• Your objective:
Your answer must match the entries below word for word.

═════ Given entries ═════

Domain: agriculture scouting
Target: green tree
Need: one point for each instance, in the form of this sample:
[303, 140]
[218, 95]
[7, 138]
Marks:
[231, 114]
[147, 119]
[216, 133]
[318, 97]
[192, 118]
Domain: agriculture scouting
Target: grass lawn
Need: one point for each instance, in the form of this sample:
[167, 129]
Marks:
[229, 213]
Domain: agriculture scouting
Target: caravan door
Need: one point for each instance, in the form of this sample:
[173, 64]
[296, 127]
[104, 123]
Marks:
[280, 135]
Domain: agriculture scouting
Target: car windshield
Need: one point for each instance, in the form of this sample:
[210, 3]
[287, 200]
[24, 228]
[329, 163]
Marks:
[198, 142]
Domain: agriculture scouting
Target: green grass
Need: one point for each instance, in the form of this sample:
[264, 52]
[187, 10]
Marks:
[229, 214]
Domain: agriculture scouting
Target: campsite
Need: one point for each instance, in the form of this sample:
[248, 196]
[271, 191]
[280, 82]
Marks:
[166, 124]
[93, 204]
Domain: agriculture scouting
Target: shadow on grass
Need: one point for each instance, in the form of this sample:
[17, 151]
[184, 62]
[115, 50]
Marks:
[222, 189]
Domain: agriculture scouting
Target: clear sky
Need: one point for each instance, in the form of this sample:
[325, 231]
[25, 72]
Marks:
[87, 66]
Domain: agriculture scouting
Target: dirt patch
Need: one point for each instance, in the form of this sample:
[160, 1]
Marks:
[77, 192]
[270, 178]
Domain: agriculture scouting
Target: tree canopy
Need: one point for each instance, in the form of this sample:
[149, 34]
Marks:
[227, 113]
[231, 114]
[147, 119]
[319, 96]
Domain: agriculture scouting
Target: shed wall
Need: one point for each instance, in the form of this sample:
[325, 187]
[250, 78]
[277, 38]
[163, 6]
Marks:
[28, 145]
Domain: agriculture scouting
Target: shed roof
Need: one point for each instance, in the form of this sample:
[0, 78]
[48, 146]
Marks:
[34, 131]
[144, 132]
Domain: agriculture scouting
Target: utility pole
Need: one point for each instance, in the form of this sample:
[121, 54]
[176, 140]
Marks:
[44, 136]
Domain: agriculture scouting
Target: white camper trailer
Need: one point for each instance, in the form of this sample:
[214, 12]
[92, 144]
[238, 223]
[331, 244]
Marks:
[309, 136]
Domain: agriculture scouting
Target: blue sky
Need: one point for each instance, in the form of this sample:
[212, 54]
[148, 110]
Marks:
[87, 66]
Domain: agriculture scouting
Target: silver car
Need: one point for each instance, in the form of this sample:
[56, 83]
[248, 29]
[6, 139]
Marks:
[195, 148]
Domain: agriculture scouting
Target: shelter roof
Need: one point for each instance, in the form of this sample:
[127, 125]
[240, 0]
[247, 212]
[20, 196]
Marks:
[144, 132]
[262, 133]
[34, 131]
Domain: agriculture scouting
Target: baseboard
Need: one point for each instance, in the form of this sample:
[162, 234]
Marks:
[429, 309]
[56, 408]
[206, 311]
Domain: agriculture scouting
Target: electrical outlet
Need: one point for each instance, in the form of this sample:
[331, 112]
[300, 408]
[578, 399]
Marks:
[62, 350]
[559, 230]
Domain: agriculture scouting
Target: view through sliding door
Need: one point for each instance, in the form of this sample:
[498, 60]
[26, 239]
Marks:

═════

• Exercise output:
Domain: agriculture scouting
Target: green tree
Need: one point for each instance, in the form of this sample:
[303, 140]
[218, 95]
[7, 138]
Marks:
[231, 114]
[147, 119]
[216, 133]
[318, 97]
[192, 118]
Domain: agriculture scouting
Target: grass lawn
Need: one point for each instance, in the form of this sample:
[167, 129]
Marks:
[229, 213]
Domain: agriculture scouting
Target: caravan door
Need: one point for each instance, in the form of this sample:
[173, 64]
[296, 127]
[104, 123]
Marks:
[280, 135]
Domain: agriculture scouting
Target: car windshield
Need: one point for each instance, in the form of this sample:
[210, 3]
[287, 200]
[24, 228]
[329, 163]
Marks:
[198, 142]
Domain: agriculture scouting
Target: green grass
Need: one point for each instance, in the form of this sample:
[264, 52]
[187, 10]
Marks:
[229, 214]
Domain: agriculture scouting
Target: campsite
Need: one point for each instance, in the form of this sample:
[248, 196]
[271, 191]
[280, 82]
Marks:
[166, 124]
[93, 204]
Domain: agriculture scouting
Target: shadow on grass
Need: one point for each instance, in the form of this sample:
[17, 151]
[184, 62]
[115, 50]
Marks:
[222, 189]
Domain: agriculture scouting
Target: clear sky
Need: one point for each instance, in the form of this sample:
[325, 231]
[25, 72]
Marks:
[87, 66]
Domain: agriculture scouting
Target: dirt patch
Need: one point for each instance, in the form of this sample:
[160, 1]
Marks:
[77, 192]
[270, 178]
Domain: agriculture scouting
Target: tree canopy
Need: one point for each instance, in the form of this sample:
[149, 34]
Marks:
[227, 113]
[231, 114]
[147, 119]
[319, 96]
Domain: agriculture scouting
Target: shed wall
Need: one point for each instance, in the form of this sample:
[325, 187]
[250, 78]
[277, 38]
[163, 6]
Marks:
[28, 145]
Domain: agriculture scouting
Target: shed roof
Need: one point for each instance, in the form of this sample:
[0, 78]
[48, 146]
Marks:
[34, 131]
[144, 132]
Domain: agriculture scouting
Target: utility pole
Need: one point for each instance, in the form of this sample:
[121, 54]
[176, 140]
Marks:
[44, 136]
Domain: agriculture scouting
Target: white camper trailer
Need: one point for each instance, in the form of this sample:
[214, 12]
[92, 144]
[238, 223]
[331, 244]
Marks:
[309, 136]
Domain: agriculture scouting
Target: blue sky
Need: one point for each instance, in the form of this sample:
[212, 54]
[148, 110]
Marks:
[87, 66]
Domain: agriculture scouting
Target: silver car
Need: one point for each instance, in the form of this sample:
[56, 83]
[248, 29]
[6, 139]
Marks:
[195, 148]
Domain: agriculture scouting
Target: shelter roof
Need: one point for each instance, in the form of this sample:
[127, 125]
[240, 0]
[247, 212]
[20, 196]
Marks:
[144, 132]
[262, 133]
[34, 131]
Domain: agriculture scouting
Target: baseboard
Need: one point for each instance, in the form of this sample:
[162, 234]
Marks:
[429, 309]
[56, 408]
[206, 311]
Domain: agriculture scouting
Target: electrical outlet
Need: one point for each instance, in the form of this sample:
[331, 112]
[300, 408]
[578, 399]
Marks:
[62, 350]
[559, 230]
Domain: agriculture scouting
Target: view through sliding door
Need: one point for each instance, in the form of this sample:
[498, 60]
[26, 239]
Marks:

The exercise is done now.